▶ _BRIEF_: Return the records below word for word, leaving out the pictures.

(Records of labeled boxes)
++++++++
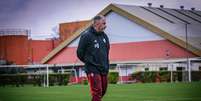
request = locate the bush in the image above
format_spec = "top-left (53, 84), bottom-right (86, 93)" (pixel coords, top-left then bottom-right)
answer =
top-left (109, 72), bottom-right (119, 84)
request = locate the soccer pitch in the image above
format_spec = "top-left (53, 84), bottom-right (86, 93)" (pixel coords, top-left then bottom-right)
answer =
top-left (0, 82), bottom-right (201, 101)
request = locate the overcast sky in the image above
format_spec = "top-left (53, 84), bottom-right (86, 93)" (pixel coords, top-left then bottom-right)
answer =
top-left (0, 0), bottom-right (201, 38)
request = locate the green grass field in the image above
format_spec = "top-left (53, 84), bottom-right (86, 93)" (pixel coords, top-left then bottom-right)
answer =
top-left (0, 82), bottom-right (201, 101)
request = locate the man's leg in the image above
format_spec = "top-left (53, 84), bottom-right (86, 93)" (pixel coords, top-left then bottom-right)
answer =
top-left (87, 73), bottom-right (102, 101)
top-left (101, 75), bottom-right (108, 97)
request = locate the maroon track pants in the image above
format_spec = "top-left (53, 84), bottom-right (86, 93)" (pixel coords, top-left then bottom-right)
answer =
top-left (87, 73), bottom-right (108, 101)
++++++++
▶ _TASK ANSWER_:
request = locate the bush in the image above
format_spec = "top-left (53, 84), bottom-right (86, 93)" (pixel coords, top-left then bottom-right)
answer =
top-left (109, 72), bottom-right (119, 84)
request = locate the soccer pitch in the image above
format_spec = "top-left (53, 84), bottom-right (86, 93)" (pixel coords, top-left then bottom-right)
answer =
top-left (0, 82), bottom-right (201, 101)
request = locate the overcast sky in the image above
format_spec = "top-left (53, 84), bottom-right (86, 93)" (pixel coords, top-left then bottom-right)
answer =
top-left (0, 0), bottom-right (201, 38)
request = locate the green grass field in the image above
format_spec = "top-left (53, 84), bottom-right (86, 93)" (pixel coords, top-left then bottom-right)
answer =
top-left (0, 82), bottom-right (201, 101)
request = locate the man's leg in the image above
format_spec = "top-left (53, 84), bottom-right (86, 93)" (pixel coords, top-left then bottom-right)
answer =
top-left (87, 73), bottom-right (102, 101)
top-left (101, 75), bottom-right (108, 97)
request = locate the maroon track pants in the image above
format_spec = "top-left (53, 84), bottom-right (86, 93)" (pixel coords, top-left then bottom-right)
answer =
top-left (87, 73), bottom-right (108, 101)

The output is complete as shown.